→ КРАТКОЕ ЗАДАНИЕ A
Измените фрагмент текста об Иннокентии Анненском между «Откровения и прозрения» и «лицеиста русской литературы.» включительно, заменив «Сократу» на «Платону», и приведите получившийся фрагмент.

→ ИСХОДНЫЙ ТЕКСТ
══════
Откровения и прозрения одинокой музы «русского Версаля» во многом только сейчас становятся понятны, а голос слышен. При жизни Иннокентия Фёдоровича считали «поэтом для немногих», и его действительно знали немногие: он был поэтом для поэтов. А это значит, что, подобно Сократу, Анненский умел вести диалог. Диалог между веком минувшим, девятнадцатым, равномерно напрягавшим все силы своего духа, и веком наступившим, двадцатым, со всеми его преувеличениями, свойственными юности. Оберегая храм, в котором трудами поколений жива мысль, Иннокентий Фёдорович хранил традиции прошлого. Его слово, тревожное как предвоенные дни, было ясным и просветлённым как наследие Александра Сергеевича Пушкина, золотого лицеиста русской литературы.
══════
→ КРАТКОЕ ЗАДАНИЕ B
Подсчитайте строки записей, в которых встречается слово «white» с учётом регистра, и укажите только число.

(Записи с разметкой местоположения)
══════
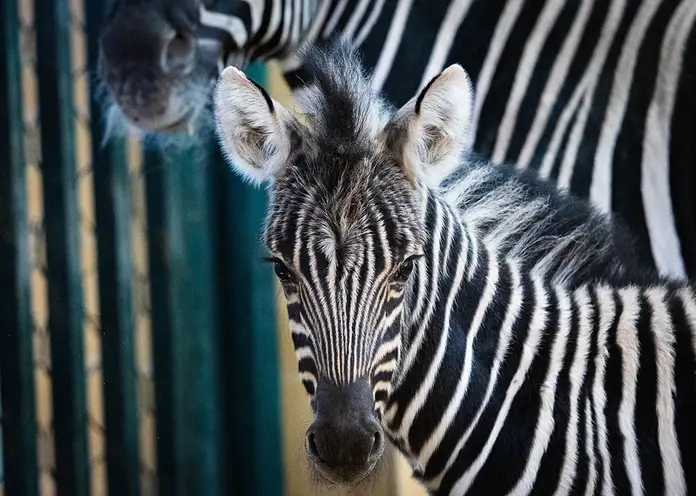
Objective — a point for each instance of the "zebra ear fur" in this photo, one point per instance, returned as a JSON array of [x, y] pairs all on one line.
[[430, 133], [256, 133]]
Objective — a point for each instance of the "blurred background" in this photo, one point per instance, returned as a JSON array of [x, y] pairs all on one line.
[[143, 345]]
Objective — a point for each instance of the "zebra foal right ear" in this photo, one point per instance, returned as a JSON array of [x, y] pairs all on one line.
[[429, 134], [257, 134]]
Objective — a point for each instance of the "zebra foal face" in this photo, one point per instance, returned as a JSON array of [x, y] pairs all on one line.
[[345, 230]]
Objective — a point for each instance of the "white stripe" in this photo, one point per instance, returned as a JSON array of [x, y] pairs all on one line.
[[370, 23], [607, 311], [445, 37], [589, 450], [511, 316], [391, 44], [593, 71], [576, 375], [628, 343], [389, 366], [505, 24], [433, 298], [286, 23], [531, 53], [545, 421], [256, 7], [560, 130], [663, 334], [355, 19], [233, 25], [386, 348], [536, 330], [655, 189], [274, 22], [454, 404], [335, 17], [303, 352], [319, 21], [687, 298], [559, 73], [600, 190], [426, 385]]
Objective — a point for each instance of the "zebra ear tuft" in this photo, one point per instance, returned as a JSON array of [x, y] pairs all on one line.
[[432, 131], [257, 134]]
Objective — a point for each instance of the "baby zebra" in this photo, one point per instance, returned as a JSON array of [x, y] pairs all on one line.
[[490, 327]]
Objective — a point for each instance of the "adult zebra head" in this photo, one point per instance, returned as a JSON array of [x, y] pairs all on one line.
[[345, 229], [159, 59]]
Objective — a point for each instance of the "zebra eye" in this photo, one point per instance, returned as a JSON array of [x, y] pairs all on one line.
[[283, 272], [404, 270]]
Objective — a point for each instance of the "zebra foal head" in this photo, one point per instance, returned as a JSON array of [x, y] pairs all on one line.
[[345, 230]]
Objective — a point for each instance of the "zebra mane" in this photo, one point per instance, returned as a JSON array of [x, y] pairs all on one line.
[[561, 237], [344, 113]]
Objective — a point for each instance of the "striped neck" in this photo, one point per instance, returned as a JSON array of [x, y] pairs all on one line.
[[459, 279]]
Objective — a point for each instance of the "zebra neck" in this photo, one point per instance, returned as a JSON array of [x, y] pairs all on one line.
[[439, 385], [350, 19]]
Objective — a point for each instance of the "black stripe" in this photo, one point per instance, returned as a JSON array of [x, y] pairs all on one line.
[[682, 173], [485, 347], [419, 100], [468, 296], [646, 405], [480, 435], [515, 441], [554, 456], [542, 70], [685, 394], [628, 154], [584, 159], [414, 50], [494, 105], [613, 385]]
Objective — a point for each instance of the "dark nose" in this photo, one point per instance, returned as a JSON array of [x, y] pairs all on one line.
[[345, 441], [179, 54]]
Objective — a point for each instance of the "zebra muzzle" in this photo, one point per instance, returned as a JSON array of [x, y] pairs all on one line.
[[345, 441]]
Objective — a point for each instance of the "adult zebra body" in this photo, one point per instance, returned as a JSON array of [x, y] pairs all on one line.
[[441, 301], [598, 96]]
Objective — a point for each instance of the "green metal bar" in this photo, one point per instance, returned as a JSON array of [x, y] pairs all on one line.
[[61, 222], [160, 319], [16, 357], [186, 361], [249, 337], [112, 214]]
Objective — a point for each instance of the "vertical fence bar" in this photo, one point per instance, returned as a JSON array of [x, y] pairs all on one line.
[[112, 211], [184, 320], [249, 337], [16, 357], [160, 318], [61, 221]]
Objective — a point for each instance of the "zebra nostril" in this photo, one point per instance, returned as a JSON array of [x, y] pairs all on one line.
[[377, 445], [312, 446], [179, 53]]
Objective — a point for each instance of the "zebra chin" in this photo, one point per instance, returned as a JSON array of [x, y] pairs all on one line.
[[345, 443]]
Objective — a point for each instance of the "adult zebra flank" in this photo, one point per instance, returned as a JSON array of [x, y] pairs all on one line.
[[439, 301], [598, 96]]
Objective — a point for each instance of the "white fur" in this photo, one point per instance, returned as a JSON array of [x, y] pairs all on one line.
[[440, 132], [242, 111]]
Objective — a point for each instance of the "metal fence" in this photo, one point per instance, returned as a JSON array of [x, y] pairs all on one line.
══════
→ ОЖИДАЕМЫЙ ОТВЕТ A
Откровения и прозрения одинокой музы «русского Версаля» во многом только сейчас становятся понятны, а голос слышен. При жизни Иннокентия Фёдоровича считали «поэтом для немногих», и его действительно знали немногие: он был поэтом для поэтов. А это значит, что, подобно Платону, Анненский умел вести диалог. Диалог между веком минувшим, девятнадцатым, равномерно напрягавшим все силы своего духа, и веком наступившим, двадцатым, со всеми его преувеличениями, свойственными юности. Оберегая храм, в котором трудами поколений жива мысль, Иннокентий Фёдорович хранил традиции прошлого. Его слово, тревожное как предвоенные дни, было ясным и просветлённым как наследие Александра Сергеевича Пушкина, золотого лицеиста русской литературы.

→ ОЖИДАЕМЫЙ ОТВЕТ B
2